§ REQUIREMENT
Could you continue the piece below about Furkan Dogan and the Gaza flotilla, starting from where it stops?
:: TEXT SECTION ::
Wednesday, July 28, 2010

Almost Forgotten

One of the really frustrating things about working for justice for Palestinians is the way our U.S. mainstream news covers Palestinian stories so poorly. One little-known story from the attack on the Free Gaza flotilla is that one of the nine victims was a U.S. citizen. Furkan Dogan was born in the U.S.; when he was two, his family returned to Turkey, where he grew up. He was nineteen; he had just graduated from high school and planned to become a doctor. He responded to an online invitation and won a lottery to join the flotilla, which was bringing humanitarian aid to Gazans (photo is Furkan's picture).

If he had been white, would we have heard more about him in our news? If his family had been British, living briefly in the U.S. when he was born, would our news media have covered the story? I can imagine that our local Denver news channels would have headlined his story if he had lived in Denver—and if he were white. I wonder if his being Muslim and Turkish had an effect on the lack of information about him in U.S. news?
:::
:: LISTED ENTRIES ::
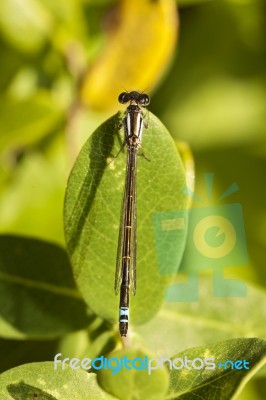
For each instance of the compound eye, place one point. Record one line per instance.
(144, 99)
(123, 98)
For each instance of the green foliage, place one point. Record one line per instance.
(38, 293)
(92, 214)
(42, 381)
(212, 97)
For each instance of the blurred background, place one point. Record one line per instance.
(63, 65)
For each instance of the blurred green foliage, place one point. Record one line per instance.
(213, 96)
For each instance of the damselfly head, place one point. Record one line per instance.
(140, 98)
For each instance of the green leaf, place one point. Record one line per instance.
:::
§ TASK OUTPUT
Roger Cohen, an op-ed columnist for the New York Times, introduces us to Furkan in his Monday column:


TROY, New York — The Dogans were a quiet family little noticed by their neighbors here in upstate New York. Ahmet Dogan had come to the area from Turkey to study accounting at the Rensselaer Polytechnic Institute.

He was a serious student; the Dogans did little entertaining. But when their younger son, Furkan, was born in 1991, the family threw a party and a neighbor recalled a toast “to the first U.S. citizen in the family.”

Furkan Dogan would live just two years in Troy, returning to Turkey with his family in 1993. But he was proud of his American passport and dreamt of coming back after completing medical school. Five Israeli bullets — at least two of them to the head — ended that dream on May 31. Dogan was 19.